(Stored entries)
^^^^^^^^

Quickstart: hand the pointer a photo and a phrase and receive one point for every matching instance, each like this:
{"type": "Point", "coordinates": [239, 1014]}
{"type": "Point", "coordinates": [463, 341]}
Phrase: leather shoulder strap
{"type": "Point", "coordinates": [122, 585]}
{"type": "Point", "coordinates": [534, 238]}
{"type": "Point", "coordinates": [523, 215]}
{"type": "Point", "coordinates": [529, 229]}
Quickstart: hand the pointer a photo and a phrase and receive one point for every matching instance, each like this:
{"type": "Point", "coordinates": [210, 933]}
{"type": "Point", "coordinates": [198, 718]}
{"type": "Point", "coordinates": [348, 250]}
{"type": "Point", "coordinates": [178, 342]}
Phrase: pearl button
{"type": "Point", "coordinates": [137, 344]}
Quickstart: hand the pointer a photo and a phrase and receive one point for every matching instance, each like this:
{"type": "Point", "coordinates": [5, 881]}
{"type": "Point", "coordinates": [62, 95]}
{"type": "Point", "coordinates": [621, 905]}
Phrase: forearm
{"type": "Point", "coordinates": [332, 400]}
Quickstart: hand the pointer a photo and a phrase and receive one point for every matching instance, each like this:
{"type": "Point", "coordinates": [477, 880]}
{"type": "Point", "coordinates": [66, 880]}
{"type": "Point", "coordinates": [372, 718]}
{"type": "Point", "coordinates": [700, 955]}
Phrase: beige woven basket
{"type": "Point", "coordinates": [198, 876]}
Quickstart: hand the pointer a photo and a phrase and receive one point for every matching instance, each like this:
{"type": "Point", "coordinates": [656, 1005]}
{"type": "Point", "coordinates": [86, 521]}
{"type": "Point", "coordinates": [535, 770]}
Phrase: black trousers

^^^^^^^^

▶ **Exercise instructions**
Rewrite the entries above, replacing "pointer" with "locator" throughout and leaving everything else as it is.

▶ **Output for this exercise**
Quickstart: hand the locator a photo and a phrase and receive one point for every matching instance, each like this:
{"type": "Point", "coordinates": [239, 1014]}
{"type": "Point", "coordinates": [463, 341]}
Phrase: leather shoulder strap
{"type": "Point", "coordinates": [122, 585]}
{"type": "Point", "coordinates": [534, 238]}
{"type": "Point", "coordinates": [523, 215]}
{"type": "Point", "coordinates": [529, 229]}
Quickstart: hand the locator a photo and a phrase and receive one point for every matching instance, each like this:
{"type": "Point", "coordinates": [210, 933]}
{"type": "Point", "coordinates": [198, 718]}
{"type": "Point", "coordinates": [348, 250]}
{"type": "Point", "coordinates": [178, 342]}
Phrase: pearl button
{"type": "Point", "coordinates": [137, 344]}
Quickstart: hand the locator a photo and a phrase and receive one point for every matching instance, each like this:
{"type": "Point", "coordinates": [5, 881]}
{"type": "Point", "coordinates": [62, 95]}
{"type": "Point", "coordinates": [621, 905]}
Phrase: forearm
{"type": "Point", "coordinates": [332, 400]}
Quickstart: hand the locator a photo and a phrase and receive one point for every matching instance, each like this:
{"type": "Point", "coordinates": [477, 880]}
{"type": "Point", "coordinates": [66, 880]}
{"type": "Point", "coordinates": [372, 718]}
{"type": "Point", "coordinates": [700, 955]}
Phrase: beige woven basket
{"type": "Point", "coordinates": [198, 876]}
Quickstart: hand the locator a photo and a phrase and receive one point for every matching instance, each like this:
{"type": "Point", "coordinates": [656, 1005]}
{"type": "Point", "coordinates": [86, 521]}
{"type": "Point", "coordinates": [535, 770]}
Phrase: black trousers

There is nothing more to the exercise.